ASSIGNMENT:
Wherever a line in the records contains the word "woman", return that line.

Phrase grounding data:
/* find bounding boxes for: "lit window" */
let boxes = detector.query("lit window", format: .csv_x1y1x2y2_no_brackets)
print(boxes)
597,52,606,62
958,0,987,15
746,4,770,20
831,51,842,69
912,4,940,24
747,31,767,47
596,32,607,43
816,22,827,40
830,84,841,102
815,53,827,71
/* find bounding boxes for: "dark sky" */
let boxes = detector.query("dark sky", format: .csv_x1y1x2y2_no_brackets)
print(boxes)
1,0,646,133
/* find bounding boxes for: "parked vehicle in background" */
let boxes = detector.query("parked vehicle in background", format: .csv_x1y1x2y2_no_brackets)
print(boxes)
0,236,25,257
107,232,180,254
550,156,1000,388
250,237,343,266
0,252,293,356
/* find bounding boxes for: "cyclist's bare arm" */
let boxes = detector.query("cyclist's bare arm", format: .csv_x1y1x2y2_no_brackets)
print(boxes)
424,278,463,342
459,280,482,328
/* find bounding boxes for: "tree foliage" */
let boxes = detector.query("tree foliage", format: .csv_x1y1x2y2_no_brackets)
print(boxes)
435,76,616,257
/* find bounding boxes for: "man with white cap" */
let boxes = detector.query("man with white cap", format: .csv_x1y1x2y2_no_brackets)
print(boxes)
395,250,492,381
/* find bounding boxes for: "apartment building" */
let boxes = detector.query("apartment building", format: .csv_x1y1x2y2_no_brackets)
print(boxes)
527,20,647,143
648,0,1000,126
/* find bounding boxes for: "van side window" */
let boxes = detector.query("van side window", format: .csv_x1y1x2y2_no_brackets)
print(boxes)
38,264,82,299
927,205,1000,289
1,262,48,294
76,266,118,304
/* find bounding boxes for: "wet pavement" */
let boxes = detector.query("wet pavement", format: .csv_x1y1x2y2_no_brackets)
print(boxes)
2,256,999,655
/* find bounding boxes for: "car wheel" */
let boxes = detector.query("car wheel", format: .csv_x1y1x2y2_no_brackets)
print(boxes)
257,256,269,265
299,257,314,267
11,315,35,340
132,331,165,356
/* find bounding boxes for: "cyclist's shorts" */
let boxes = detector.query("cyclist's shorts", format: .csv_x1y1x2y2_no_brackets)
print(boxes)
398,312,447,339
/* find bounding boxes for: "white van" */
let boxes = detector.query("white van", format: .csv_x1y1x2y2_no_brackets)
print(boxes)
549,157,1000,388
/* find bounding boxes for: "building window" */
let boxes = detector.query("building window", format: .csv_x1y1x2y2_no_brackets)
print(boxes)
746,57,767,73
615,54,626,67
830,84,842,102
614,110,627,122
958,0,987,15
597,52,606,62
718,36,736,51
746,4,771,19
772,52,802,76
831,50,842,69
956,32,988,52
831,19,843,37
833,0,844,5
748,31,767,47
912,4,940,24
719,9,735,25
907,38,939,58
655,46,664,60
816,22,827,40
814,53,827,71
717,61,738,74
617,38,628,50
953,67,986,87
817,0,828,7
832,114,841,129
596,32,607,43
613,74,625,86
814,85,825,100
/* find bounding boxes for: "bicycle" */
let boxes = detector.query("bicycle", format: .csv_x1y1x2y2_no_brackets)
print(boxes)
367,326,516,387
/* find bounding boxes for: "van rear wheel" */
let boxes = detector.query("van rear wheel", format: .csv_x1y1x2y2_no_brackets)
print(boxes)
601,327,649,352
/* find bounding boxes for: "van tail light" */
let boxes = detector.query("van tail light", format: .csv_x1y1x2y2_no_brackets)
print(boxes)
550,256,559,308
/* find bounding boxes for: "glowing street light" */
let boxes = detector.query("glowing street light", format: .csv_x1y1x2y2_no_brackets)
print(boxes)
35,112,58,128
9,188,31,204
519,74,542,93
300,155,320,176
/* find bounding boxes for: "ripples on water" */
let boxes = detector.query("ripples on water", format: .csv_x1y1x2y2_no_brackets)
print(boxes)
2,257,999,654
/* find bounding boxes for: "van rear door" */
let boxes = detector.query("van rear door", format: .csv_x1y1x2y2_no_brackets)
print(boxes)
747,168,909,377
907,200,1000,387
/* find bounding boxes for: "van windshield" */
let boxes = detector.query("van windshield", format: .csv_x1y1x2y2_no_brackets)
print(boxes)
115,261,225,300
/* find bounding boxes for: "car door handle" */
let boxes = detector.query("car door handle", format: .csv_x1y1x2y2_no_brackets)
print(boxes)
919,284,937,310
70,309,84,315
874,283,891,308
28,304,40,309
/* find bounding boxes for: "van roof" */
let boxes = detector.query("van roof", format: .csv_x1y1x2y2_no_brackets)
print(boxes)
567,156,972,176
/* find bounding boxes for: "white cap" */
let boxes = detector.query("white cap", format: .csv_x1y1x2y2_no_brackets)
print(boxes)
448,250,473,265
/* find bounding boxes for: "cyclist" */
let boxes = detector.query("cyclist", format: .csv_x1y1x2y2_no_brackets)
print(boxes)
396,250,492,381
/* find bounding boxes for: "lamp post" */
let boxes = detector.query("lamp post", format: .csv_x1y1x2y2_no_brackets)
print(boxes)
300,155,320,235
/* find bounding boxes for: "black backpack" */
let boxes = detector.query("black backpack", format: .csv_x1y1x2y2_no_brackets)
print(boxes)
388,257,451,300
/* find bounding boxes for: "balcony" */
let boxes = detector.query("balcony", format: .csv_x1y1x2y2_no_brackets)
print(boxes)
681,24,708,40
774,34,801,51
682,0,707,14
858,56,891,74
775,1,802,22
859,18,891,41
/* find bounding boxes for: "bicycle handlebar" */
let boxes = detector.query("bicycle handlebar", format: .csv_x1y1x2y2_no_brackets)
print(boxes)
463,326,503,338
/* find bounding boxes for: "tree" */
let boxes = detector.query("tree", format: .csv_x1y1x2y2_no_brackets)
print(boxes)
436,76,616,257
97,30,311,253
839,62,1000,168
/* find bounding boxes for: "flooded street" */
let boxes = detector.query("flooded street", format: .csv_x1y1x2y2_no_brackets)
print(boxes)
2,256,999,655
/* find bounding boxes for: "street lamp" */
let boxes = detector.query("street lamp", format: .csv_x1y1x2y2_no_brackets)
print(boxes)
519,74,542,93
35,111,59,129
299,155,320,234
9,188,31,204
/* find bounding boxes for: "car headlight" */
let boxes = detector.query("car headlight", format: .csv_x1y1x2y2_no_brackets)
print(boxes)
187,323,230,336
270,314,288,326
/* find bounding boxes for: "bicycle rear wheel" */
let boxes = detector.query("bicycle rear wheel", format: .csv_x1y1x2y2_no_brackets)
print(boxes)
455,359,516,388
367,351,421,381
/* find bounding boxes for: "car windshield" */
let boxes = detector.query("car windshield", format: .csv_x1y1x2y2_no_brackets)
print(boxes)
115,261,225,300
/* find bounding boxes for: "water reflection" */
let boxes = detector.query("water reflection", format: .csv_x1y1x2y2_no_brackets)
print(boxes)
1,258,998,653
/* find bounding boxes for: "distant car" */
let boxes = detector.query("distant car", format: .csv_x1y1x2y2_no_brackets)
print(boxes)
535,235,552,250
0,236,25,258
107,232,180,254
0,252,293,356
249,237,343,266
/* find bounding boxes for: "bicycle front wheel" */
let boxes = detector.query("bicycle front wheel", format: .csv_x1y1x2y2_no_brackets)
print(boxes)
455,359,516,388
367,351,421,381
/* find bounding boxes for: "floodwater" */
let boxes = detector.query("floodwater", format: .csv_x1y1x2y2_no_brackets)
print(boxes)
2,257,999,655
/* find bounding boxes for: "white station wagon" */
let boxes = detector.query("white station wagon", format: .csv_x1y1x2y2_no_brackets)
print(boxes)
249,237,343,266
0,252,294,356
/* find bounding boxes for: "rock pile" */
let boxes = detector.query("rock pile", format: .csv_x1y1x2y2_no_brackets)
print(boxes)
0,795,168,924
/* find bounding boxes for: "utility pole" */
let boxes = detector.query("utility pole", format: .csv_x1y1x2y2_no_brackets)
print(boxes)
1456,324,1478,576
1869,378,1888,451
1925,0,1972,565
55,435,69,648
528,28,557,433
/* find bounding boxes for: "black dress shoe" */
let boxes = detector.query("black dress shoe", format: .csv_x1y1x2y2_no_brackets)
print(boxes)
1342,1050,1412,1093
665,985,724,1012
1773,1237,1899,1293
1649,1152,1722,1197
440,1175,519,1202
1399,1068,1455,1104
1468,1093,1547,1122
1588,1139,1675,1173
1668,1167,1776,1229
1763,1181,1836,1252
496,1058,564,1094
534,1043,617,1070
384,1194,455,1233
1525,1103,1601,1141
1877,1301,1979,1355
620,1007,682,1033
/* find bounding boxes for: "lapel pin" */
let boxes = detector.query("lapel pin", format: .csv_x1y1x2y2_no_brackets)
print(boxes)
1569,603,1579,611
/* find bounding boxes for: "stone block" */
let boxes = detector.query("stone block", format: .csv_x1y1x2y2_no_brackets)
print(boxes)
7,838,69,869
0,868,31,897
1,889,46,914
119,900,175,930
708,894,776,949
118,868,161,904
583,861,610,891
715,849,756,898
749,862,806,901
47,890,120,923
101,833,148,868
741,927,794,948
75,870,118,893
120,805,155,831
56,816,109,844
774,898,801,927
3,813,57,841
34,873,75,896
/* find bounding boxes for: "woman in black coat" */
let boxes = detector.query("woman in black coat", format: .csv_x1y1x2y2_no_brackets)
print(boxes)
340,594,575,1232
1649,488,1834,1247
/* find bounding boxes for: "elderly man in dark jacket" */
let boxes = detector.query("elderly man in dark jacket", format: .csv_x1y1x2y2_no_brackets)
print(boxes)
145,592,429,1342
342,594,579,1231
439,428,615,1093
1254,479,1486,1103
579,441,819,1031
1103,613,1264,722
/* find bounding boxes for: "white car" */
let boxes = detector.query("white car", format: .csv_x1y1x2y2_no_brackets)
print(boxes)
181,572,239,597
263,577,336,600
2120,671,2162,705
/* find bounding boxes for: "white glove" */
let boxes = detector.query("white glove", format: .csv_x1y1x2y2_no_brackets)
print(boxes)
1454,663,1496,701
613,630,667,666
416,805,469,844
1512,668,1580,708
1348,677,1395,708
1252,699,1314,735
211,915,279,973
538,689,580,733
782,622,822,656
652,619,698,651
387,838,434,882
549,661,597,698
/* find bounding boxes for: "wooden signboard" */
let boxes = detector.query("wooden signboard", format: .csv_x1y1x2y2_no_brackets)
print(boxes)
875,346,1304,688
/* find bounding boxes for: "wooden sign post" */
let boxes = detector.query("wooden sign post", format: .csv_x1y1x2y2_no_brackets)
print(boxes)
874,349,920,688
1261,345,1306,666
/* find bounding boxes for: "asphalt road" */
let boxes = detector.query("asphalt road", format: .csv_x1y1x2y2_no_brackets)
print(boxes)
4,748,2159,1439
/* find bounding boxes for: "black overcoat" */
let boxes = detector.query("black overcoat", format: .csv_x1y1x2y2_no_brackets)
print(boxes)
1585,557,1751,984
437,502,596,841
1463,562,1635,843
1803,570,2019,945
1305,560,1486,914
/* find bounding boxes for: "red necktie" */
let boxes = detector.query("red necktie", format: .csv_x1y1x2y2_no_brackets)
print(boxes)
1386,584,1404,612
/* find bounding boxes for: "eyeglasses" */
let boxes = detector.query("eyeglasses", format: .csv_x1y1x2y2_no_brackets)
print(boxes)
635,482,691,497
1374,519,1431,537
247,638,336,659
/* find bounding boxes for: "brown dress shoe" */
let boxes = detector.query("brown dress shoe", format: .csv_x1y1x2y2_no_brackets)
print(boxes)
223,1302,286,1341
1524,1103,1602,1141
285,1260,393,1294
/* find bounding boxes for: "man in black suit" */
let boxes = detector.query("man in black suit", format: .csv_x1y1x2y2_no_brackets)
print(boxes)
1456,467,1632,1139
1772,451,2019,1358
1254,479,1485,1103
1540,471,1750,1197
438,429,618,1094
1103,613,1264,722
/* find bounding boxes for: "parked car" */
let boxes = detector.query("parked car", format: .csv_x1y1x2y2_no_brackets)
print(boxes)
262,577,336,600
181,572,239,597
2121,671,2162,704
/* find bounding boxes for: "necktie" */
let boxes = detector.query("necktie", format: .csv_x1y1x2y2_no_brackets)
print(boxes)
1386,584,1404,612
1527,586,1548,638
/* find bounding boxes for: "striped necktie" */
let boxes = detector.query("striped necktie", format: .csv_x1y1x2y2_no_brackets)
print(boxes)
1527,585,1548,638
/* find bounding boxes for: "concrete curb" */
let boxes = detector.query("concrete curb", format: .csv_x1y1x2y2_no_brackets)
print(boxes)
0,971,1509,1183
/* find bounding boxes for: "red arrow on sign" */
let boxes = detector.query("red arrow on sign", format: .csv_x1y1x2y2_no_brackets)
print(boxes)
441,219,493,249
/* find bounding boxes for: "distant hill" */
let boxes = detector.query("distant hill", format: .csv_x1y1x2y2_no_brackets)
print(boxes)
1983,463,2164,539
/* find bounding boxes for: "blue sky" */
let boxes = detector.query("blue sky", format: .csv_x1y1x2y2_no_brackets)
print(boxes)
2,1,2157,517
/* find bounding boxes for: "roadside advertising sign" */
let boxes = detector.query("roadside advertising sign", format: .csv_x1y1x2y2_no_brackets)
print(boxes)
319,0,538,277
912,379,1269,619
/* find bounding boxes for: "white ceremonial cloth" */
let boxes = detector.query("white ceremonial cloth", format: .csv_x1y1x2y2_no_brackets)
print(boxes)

RESPONSE AREA:
/* find bounding boxes for: "woman in black coat" */
let boxes = detector.query("woman in black coat", format: .csv_x1y1x2y2_no_brackets)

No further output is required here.